(保存済みの行)

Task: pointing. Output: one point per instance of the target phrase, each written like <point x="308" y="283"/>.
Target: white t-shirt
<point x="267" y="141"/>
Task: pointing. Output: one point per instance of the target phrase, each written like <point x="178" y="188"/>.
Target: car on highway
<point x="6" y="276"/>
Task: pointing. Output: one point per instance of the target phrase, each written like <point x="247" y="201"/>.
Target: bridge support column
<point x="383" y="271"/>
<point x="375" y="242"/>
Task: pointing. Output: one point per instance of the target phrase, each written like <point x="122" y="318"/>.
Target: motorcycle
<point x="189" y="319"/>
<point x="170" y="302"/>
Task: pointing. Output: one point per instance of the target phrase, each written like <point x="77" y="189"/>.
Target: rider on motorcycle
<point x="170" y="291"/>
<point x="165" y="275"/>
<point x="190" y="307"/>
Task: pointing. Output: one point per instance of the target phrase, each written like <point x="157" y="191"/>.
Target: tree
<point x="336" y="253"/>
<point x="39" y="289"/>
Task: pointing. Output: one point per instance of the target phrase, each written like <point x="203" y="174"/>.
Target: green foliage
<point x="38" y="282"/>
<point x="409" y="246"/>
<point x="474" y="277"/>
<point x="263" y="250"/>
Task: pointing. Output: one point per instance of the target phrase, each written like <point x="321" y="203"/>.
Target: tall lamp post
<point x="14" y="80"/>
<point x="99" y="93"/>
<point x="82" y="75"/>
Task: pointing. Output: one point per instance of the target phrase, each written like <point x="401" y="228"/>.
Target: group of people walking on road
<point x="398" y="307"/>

▶ _指示_:
上の行をすべて、「motorcycle」を「scooter」に置き換え、ほかは一切変えずに書き直してもらえますか。

▶ _回答_:
Task: pointing. Output: one point per instance of the target phrase, each written like <point x="308" y="283"/>.
Target: white t-shirt
<point x="267" y="141"/>
Task: pointing. Output: one point per instance of the target phrase, each written like <point x="178" y="188"/>.
Target: car on highway
<point x="6" y="276"/>
Task: pointing. Output: one point per instance of the target phrase, each written like <point x="247" y="201"/>.
Target: bridge support column
<point x="383" y="271"/>
<point x="375" y="242"/>
Task: pointing. Output: one point per instance of the target phrase, each written like <point x="122" y="318"/>.
Target: scooter
<point x="189" y="319"/>
<point x="170" y="302"/>
Task: pointing. Output: one point per instance of the target phrase, each written like <point x="77" y="189"/>.
Target: rider on scooter
<point x="170" y="291"/>
<point x="165" y="275"/>
<point x="190" y="307"/>
Task: pointing. Output: one point per instance of the target phrase, each written like <point x="157" y="191"/>.
Target: tree
<point x="336" y="253"/>
<point x="39" y="289"/>
Task: pointing. Output: one point per instance of the target phrase, each written like <point x="203" y="174"/>.
Target: green foliage
<point x="38" y="282"/>
<point x="409" y="246"/>
<point x="474" y="277"/>
<point x="263" y="250"/>
Task: pointing. Output: one point per instance of the target phrase, each written like <point x="321" y="203"/>.
Target: tall lamp post
<point x="14" y="80"/>
<point x="99" y="93"/>
<point x="82" y="75"/>
Task: pointing. Output: one point per instance of the target phrase, each written like <point x="401" y="228"/>.
Target: group of people walking on road
<point x="398" y="307"/>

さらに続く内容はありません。